Esta situación de declive económico encuentra su lógica en el capitalismo mismo, puesto que hacer del capital el motor de la economía y de su acumulación la parte esencial del desarrollo humano conduce a un inevitable desequilibrio (BERLANGA, 2010). Este desequilibrio no solo se representa a nivel monetario sino también a nivel energético, alimentario e incluso ecológico, enmascarado en falsas promesas de crecimiento económico sostenible basado en tecnofilia, eficiciencia y ecología para imponer los formatos electrónicos controlados por las grandes industrias en detrimento de otros soportes como el papel (SALTMAN, 2016).
En esta lucha por imponer una pedagogía consumista, el neoliberalismo ha instrumentalizado la publicidad para convertirla en una herramienta educativa, instaurando el denominado neuromarketing. Este concepto es entendido como un instrumento basado en anticipar las reacciones que las campañas publicitarias producen sobre el cerebro del espectador. Se trata de una técnica de investigación cerebral que busca analizar cómo un estímulo externo genera expectativas sobre un producto o servicio y cómo tales expectativas provocan el deseo de adquirirlo (LINDSTROM, 2010).
Un estudio llevado a cabo por Badaoui, Lebrun y Bouchet (2012), con una muestra de 1063 adolescentes franceses, confirmó que existe una influencia significativa de los medios de comunicación y la música sobre la identificación de los adolescentes con determinados grupos y, en consecuencia, con el consumo de determinadas marcas. Se observó que cuanto más fuertes eran las influencias mediáticas y musicales, más fuerte era la identificación del grupo de adolescentes con determinados productos y marcas.

EN QUÉ CONSISTE: Transcriba literalmente el pasaje del texto sobre el consumismo que empieza en las palabras "Esta situación de" y concluye tras "papel (SALTMAN, 2016).".

MATERIAL EXTRAÍDO:
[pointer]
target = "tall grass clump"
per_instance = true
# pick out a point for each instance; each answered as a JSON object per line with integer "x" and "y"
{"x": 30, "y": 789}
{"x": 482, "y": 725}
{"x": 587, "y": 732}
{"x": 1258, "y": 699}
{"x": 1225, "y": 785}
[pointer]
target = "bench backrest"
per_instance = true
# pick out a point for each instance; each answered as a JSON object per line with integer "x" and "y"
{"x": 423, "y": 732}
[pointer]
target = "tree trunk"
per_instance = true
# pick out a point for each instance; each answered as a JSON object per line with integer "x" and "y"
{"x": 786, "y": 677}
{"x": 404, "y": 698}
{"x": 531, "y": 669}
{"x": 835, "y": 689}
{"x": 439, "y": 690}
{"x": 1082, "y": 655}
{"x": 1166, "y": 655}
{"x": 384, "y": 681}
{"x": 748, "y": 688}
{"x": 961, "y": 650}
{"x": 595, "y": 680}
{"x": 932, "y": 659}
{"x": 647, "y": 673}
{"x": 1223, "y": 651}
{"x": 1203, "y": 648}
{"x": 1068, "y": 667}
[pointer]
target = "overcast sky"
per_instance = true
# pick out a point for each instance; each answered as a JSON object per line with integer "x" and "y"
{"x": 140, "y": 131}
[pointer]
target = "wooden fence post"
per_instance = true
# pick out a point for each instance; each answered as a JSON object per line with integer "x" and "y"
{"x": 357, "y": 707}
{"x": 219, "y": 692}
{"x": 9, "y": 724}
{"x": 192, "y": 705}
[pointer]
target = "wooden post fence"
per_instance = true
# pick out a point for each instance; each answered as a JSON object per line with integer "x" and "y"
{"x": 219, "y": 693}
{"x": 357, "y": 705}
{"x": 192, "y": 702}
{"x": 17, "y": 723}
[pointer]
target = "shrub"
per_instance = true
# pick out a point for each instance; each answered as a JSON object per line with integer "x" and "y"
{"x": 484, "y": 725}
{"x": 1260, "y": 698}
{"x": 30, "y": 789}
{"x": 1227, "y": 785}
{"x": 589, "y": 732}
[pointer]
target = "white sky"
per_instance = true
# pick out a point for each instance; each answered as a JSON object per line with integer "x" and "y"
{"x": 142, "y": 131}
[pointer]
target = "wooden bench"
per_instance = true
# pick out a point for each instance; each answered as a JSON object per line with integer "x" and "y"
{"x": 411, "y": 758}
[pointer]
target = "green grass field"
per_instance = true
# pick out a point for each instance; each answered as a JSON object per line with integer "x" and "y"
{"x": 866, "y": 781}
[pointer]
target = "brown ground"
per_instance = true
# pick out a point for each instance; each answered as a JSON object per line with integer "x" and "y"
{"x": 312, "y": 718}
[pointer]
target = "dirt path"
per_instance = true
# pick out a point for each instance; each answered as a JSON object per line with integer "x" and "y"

RESPUESTA AL PROBLEMA:
Esta situación de declive económico encuentra su lógica en el capitalismo mismo, puesto que hacer del capital el motor de la economía y de su acumulación la parte esencial del desarrollo humano conduce a un inevitable desequilibrio (BERLANGA, 2010). Este desequilibrio no solo se representa a nivel monetario sino también a nivel energético, alimentario e incluso ecológico, enmascarado en falsas promesas de crecimiento económico sostenible basado en tecnofilia, eficiciencia y ecología para imponer los formatos electrónicos controlados por las grandes industrias en detrimento de otros soportes como el papel (SALTMAN, 2016).